- _Stated problem_: Please rescale the lines below, beginning at the line that contains "Q: Put a point on each instance of the catcher's chest" and stopping after the line that contains "x=520 y=261". Write out only those lines, requests included, with each answer coordinate multiplied by 0.85 and rounded to a whole number (halves round up), and leave the sample coordinates in the requests as they are.

- - - - -

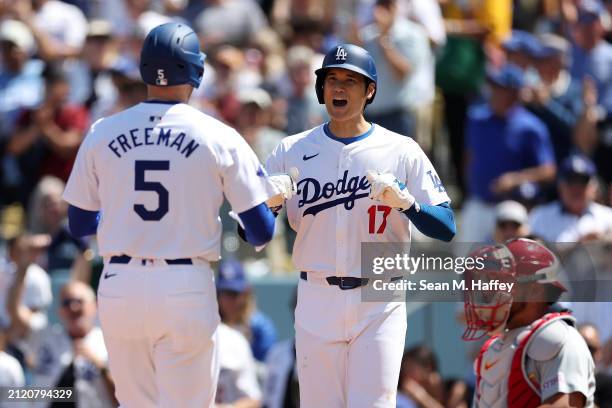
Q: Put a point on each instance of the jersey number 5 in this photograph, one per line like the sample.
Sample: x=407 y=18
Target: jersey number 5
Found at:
x=386 y=210
x=140 y=167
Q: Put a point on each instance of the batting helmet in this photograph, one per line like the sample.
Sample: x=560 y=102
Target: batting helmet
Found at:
x=171 y=56
x=346 y=56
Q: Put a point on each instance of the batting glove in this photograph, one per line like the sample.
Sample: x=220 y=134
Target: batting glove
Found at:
x=387 y=189
x=285 y=184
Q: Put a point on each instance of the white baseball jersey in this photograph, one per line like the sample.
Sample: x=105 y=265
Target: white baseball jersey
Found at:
x=158 y=172
x=332 y=212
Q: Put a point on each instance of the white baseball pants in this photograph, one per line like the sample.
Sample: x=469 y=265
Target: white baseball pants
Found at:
x=160 y=323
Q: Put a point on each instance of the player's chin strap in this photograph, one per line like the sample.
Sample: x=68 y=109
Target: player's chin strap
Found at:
x=387 y=189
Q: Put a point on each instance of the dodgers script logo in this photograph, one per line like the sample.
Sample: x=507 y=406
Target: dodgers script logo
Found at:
x=311 y=192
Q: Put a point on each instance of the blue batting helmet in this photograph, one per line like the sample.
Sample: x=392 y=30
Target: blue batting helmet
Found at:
x=171 y=56
x=347 y=56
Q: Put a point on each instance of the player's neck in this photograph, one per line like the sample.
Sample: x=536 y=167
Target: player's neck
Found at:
x=349 y=128
x=178 y=93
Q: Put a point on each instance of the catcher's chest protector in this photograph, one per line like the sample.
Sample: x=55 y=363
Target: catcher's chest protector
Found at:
x=501 y=375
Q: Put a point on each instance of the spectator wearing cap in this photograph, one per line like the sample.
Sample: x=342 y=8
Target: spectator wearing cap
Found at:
x=254 y=122
x=11 y=373
x=592 y=54
x=405 y=68
x=575 y=217
x=556 y=98
x=511 y=221
x=238 y=309
x=21 y=83
x=508 y=153
x=46 y=139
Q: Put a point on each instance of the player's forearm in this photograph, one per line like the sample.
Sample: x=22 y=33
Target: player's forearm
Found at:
x=435 y=221
x=82 y=222
x=258 y=224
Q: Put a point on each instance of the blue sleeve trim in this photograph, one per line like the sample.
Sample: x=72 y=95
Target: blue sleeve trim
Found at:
x=435 y=221
x=258 y=224
x=82 y=222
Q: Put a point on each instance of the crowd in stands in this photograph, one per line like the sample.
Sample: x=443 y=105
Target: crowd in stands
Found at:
x=512 y=100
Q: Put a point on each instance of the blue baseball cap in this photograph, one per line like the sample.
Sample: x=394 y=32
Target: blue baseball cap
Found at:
x=521 y=41
x=508 y=76
x=231 y=276
x=577 y=165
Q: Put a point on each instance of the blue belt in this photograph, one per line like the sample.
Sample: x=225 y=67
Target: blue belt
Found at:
x=125 y=259
x=345 y=282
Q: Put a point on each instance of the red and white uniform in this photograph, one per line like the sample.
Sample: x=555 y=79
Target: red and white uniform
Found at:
x=525 y=366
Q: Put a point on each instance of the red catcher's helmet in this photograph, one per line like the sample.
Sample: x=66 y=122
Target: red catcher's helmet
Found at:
x=487 y=311
x=520 y=261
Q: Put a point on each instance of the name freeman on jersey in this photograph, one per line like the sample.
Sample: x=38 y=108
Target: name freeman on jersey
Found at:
x=135 y=138
x=311 y=191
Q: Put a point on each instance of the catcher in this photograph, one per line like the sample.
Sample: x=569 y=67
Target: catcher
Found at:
x=533 y=358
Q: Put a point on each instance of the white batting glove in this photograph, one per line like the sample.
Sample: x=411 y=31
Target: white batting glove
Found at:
x=387 y=189
x=285 y=184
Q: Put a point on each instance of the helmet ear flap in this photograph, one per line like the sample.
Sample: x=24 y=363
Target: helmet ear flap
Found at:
x=319 y=87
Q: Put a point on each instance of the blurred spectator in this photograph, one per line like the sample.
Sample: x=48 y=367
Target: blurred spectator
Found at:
x=591 y=54
x=575 y=217
x=58 y=27
x=405 y=67
x=46 y=139
x=511 y=221
x=303 y=110
x=420 y=384
x=456 y=394
x=555 y=97
x=253 y=122
x=25 y=287
x=48 y=215
x=231 y=22
x=11 y=373
x=237 y=386
x=508 y=153
x=238 y=310
x=73 y=355
x=474 y=30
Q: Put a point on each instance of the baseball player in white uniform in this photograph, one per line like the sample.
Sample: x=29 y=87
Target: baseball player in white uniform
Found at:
x=534 y=358
x=150 y=181
x=358 y=182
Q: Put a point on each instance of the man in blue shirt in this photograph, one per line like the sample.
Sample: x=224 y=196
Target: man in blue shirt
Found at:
x=508 y=153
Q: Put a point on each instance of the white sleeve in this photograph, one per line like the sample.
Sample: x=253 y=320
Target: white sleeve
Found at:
x=82 y=187
x=245 y=181
x=422 y=180
x=571 y=370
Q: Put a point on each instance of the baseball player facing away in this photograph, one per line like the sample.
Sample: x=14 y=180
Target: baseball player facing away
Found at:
x=348 y=351
x=534 y=358
x=155 y=175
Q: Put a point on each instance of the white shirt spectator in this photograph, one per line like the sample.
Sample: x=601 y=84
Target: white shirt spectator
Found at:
x=238 y=372
x=64 y=22
x=51 y=351
x=553 y=224
x=11 y=373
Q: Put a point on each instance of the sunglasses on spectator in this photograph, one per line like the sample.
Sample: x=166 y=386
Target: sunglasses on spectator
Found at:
x=68 y=302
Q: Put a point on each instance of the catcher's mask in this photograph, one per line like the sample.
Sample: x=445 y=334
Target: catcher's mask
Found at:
x=486 y=312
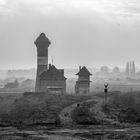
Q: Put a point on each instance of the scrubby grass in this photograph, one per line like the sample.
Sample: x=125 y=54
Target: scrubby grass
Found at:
x=38 y=108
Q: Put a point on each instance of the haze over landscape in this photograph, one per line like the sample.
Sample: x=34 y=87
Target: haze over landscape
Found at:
x=82 y=32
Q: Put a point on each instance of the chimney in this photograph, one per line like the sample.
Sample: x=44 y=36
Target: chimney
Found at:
x=79 y=68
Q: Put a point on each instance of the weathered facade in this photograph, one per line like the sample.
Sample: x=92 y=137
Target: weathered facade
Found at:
x=42 y=43
x=47 y=79
x=83 y=83
x=53 y=80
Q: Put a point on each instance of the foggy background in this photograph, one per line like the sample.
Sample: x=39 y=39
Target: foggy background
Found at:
x=82 y=32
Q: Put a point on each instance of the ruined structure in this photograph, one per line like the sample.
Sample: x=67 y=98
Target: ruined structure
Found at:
x=47 y=79
x=83 y=83
x=130 y=68
x=53 y=80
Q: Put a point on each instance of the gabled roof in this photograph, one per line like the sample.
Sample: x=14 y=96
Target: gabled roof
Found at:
x=42 y=39
x=83 y=71
x=53 y=74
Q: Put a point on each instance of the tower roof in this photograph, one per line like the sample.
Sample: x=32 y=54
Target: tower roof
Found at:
x=53 y=74
x=42 y=39
x=84 y=71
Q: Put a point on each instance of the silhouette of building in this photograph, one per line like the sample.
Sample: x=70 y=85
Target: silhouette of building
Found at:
x=83 y=83
x=47 y=79
x=53 y=80
x=130 y=68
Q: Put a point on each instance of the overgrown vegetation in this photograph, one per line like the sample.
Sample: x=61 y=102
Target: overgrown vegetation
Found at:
x=38 y=108
x=124 y=107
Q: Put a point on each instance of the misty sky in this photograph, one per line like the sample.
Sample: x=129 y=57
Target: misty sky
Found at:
x=82 y=32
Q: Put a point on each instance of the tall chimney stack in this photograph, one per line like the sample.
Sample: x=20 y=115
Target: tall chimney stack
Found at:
x=42 y=43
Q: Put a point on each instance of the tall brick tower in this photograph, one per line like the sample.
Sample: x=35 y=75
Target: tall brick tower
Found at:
x=42 y=43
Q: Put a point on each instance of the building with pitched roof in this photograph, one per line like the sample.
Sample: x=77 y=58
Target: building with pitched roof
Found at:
x=47 y=79
x=83 y=83
x=53 y=80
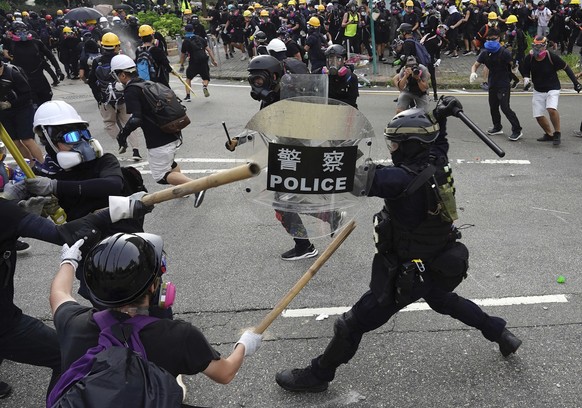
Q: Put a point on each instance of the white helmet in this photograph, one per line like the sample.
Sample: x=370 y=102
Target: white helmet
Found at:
x=276 y=45
x=54 y=113
x=122 y=62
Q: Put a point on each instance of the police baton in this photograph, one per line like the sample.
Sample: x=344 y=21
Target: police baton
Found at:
x=294 y=291
x=58 y=216
x=482 y=135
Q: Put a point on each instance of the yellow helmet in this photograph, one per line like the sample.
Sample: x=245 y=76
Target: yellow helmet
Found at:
x=145 y=30
x=110 y=40
x=513 y=19
x=314 y=22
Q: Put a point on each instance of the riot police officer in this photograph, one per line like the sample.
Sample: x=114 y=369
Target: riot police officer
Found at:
x=418 y=254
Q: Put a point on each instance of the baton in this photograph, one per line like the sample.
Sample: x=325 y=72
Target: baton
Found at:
x=482 y=135
x=294 y=291
x=176 y=74
x=226 y=131
x=59 y=216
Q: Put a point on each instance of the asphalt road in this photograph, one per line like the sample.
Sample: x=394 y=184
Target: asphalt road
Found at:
x=522 y=228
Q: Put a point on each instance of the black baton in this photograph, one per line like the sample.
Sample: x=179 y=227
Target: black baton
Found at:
x=482 y=135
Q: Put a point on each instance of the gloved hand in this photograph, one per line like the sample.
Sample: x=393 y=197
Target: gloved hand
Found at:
x=232 y=144
x=128 y=207
x=447 y=106
x=41 y=186
x=35 y=205
x=251 y=341
x=15 y=191
x=122 y=142
x=72 y=254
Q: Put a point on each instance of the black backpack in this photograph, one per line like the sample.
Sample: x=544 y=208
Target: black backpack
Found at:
x=168 y=112
x=116 y=372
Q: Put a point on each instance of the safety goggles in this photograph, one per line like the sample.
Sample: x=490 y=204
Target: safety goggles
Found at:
x=75 y=136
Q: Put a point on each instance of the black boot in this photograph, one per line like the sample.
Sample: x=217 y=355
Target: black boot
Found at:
x=508 y=343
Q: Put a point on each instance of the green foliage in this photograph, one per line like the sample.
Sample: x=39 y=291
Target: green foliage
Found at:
x=167 y=24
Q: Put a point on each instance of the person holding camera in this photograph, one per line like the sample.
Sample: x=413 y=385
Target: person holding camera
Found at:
x=413 y=84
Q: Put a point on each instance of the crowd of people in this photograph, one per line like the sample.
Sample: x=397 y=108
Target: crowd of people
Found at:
x=115 y=54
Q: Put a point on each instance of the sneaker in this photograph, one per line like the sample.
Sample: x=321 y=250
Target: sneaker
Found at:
x=494 y=131
x=508 y=343
x=22 y=246
x=515 y=136
x=296 y=253
x=136 y=156
x=300 y=380
x=545 y=138
x=335 y=221
x=198 y=198
x=557 y=137
x=5 y=389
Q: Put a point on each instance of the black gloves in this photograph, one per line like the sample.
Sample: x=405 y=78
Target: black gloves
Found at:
x=447 y=106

- - - - -

- _Answer_:
Q: Put a point on each instance of the catcher's chest protector in this photograph, one per line like the sample.
Sample: x=55 y=363
Target: catcher's chest protector
Found at:
x=426 y=319
Q: Put a point on each instance of the spectator wearing cap in this photograph, one per line like the sample.
Sample: x=342 y=8
Target: spectator wearing cap
Found at:
x=216 y=104
x=9 y=317
x=503 y=46
x=344 y=58
x=489 y=184
x=473 y=83
x=434 y=188
x=202 y=263
x=18 y=71
x=432 y=130
x=39 y=118
Q: Put a point on each instance of the player's forearm in this photograph, one per line like the sample.
Sample: x=22 y=33
Target: player's forearm
Found at:
x=370 y=188
x=70 y=189
x=219 y=190
Q: Put a point on each instance of the blue sleeve trim in this photograph, one per line like the sample.
Sample: x=72 y=95
Target: blue sleeve trim
Found at:
x=370 y=188
x=219 y=190
x=70 y=189
Q: Put a point on each instance of the crowd in stands in this photograph, one per line like the sample.
Sample: x=443 y=105
Target: crowd in stands
Found at:
x=435 y=85
Q: Put a point on each instance of the blue baseball cap in this photograph, one per line like the sample.
Sample: x=394 y=32
Target: blue baseball cap
Found at:
x=443 y=35
x=432 y=65
x=196 y=235
x=490 y=140
Q: Put a point on each instance of the blue belt in this photograph, one per line like the sample.
Sample: x=225 y=67
Target: blue belt
Found at:
x=106 y=220
x=293 y=240
Q: Put a point on each instance of the red and white uniform in this photograph, one per line like the sample.
Sample: x=555 y=79
Target: red and white uniform
Found at:
x=446 y=311
Q: Put a point on each instance of the red catcher's helmet in this photograph, one per line like the sample.
Sample: x=66 y=122
Target: red catcher's helmet
Found at:
x=414 y=264
x=442 y=222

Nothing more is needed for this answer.